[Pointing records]
- - - -
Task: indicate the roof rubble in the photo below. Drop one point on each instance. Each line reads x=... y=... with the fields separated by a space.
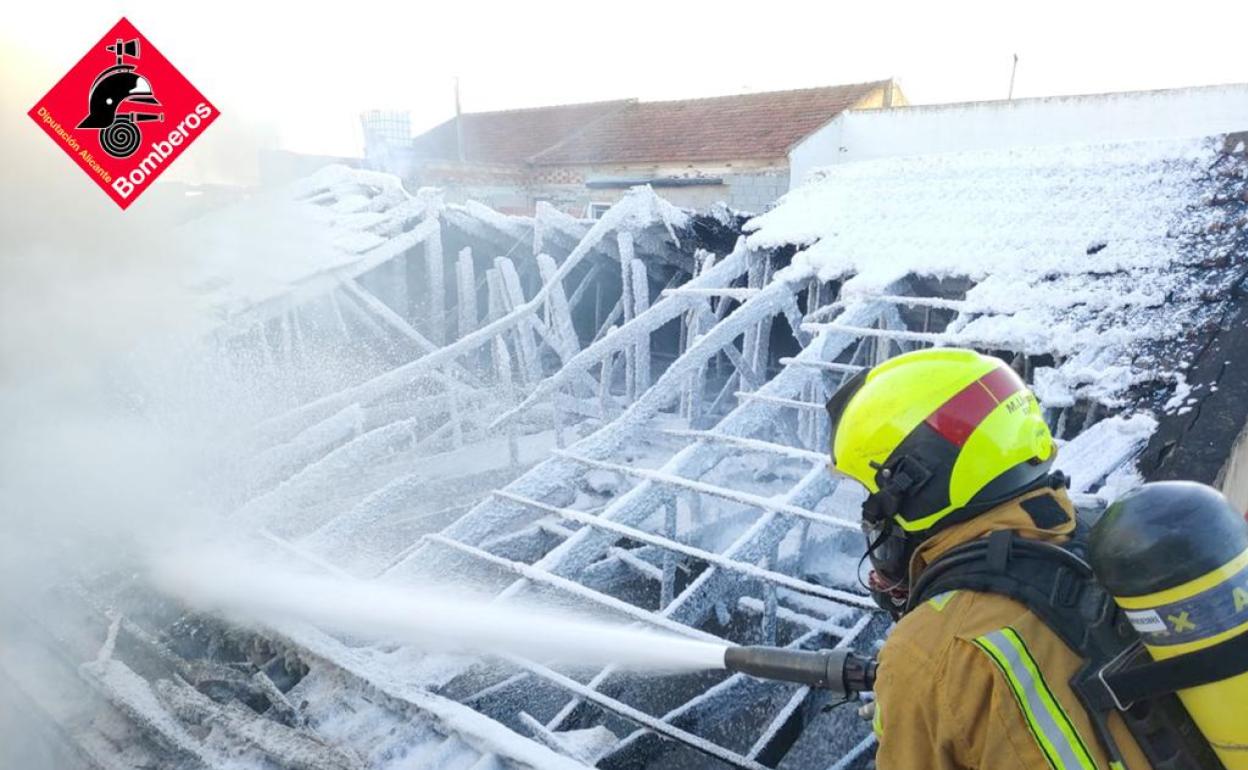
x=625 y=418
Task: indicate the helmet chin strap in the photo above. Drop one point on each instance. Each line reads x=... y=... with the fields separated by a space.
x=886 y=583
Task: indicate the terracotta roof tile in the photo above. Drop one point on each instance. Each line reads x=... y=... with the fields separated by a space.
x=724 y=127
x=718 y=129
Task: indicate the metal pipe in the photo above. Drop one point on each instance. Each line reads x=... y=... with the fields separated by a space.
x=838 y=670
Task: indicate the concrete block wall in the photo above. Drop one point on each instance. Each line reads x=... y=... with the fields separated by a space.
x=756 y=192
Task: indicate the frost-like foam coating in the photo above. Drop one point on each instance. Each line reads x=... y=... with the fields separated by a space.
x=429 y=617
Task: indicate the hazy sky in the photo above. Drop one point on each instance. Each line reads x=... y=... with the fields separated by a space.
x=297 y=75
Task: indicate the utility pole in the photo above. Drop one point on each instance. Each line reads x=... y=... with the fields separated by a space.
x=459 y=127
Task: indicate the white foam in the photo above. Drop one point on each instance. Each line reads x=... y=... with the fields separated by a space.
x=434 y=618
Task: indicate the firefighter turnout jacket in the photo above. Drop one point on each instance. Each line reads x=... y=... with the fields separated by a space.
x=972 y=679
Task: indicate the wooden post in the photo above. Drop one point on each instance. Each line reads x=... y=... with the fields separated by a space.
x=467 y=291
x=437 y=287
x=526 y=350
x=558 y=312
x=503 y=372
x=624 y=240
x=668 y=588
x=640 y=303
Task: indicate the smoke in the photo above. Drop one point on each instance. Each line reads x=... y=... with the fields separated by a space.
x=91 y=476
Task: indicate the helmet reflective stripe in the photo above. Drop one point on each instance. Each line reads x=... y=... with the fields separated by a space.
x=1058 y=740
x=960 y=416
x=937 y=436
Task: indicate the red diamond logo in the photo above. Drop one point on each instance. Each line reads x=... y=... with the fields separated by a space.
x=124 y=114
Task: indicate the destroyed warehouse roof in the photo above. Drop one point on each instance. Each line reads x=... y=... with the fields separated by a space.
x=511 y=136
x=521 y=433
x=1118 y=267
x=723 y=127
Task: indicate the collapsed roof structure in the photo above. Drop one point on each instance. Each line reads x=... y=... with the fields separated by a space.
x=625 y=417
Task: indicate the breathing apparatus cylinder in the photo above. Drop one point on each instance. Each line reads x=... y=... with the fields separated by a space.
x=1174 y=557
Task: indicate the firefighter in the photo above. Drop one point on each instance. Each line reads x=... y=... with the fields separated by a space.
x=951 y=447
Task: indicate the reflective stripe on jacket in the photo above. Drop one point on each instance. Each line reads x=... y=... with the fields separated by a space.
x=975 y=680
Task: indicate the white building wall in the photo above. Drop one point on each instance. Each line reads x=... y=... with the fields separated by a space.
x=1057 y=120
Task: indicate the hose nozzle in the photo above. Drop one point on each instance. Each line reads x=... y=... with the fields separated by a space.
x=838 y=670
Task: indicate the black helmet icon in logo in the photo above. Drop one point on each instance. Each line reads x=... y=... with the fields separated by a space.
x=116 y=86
- - - -
_PROBLEM TO SOLVE:_ Please revise the material above by replacing "Drop one point on each instance" with "Mark every instance with one point" and keeping everything else the same. Leave the pictures out of your answer.

_THE RESULT:_
Task: indicate the roof rubble in the photo below. Mark every instance with one point. Each line reads x=... y=... with the fields separated by a space.
x=625 y=418
Task: indicate the helmet chin strap in the photo above. Mark every instance with one point. Each line reads x=... y=... with the fields separated by a space.
x=886 y=583
Task: indicate the terracotta roof tile in the photo above. Mark every instance with one point. Each line reads x=... y=... with the fields separated by a space.
x=724 y=127
x=718 y=129
Task: indicate the metal pipe in the photo above. Mark every instance with one point. Each line reads x=... y=... with the fields separated by a space.
x=838 y=670
Task: indicate the concrete block wall in the photo above. Mark every instance with one point. Each line reads x=... y=... with the fields separated by a space.
x=756 y=192
Task: indicate the frost-like foam coating in the photo above. Mark every instance with one point. Each line reads x=... y=... with the fields separated by a space.
x=429 y=617
Task: indicate the hazy sky in the photo above. Mark every instance with one point. Each line reads x=... y=... with the fields separated by a space.
x=297 y=75
Task: indicate the utility pole in the photo above. Mark every instance with one point. Each line reads x=... y=... with the fields separated by a space.
x=459 y=127
Task: indicate the white foam in the photo above. Mark every instance with one point. Each line reads x=... y=... with the fields separated by a space.
x=434 y=618
Task: indicate the firefighter turnout jacket in the photo above. Mark every instance with one point. Each line reads x=... y=... with the fields separated by a space.
x=972 y=679
Task: indicate the wooden post in the photo above. Mark every instance with one point. Each line reads x=... y=... with the fields separated by a space.
x=467 y=291
x=437 y=287
x=526 y=350
x=558 y=312
x=503 y=372
x=624 y=240
x=668 y=588
x=640 y=303
Task: indicate the smoke in the photo above. Mark every instance with one point. Each line reads x=... y=... with the fields separated by a space.
x=91 y=476
Task: indicate the helmet reflective stripe in the photo above. Mark every instance with one point. Each line reads x=... y=... with the fields separated by a space.
x=1058 y=740
x=960 y=416
x=937 y=436
Task: indicate the red diamond logo in the photo above. Mark every instance with one point. Each line reads x=... y=... with the fields separated by a space.
x=124 y=114
Task: indicate the destroyed warehouse roof in the photo above. Mark every instance with one point. Each line reads x=... y=... with the fields separated by a space.
x=511 y=136
x=521 y=433
x=1118 y=267
x=723 y=127
Task: indicate the collapsed roof structure in the photo above. Mark every instance with one point. Each line reads x=... y=... with the fields separated by a space.
x=625 y=417
Task: indicate the breathing apparatus cylinder in the photo above. Mark every instance with one point. Each line reads x=... y=... with the fields separated by a space.
x=1174 y=557
Task: indicate the firefighter in the photo above. Mark every instance with one point. Each line reads x=... y=... with the fields separated by a space.
x=951 y=447
Task: indicate the reflective stripe on jacket in the photo above. Mark every instance with one point. Each line reads x=... y=... with the fields separated by a space.
x=975 y=680
Task: indicate the white building wall in the photo above. Mark every instance with one point. Each line reads x=... y=... with the fields separated by a space.
x=1057 y=120
Task: indicate the hose nozzle in the photo above. Mark every instance with one point. Each line reads x=... y=... with the fields separated by a space.
x=838 y=670
Task: indicate the black helmet icon in logo in the photo above. Mark every instance with one point. Each line reads x=... y=... with the fields separated by a space.
x=116 y=86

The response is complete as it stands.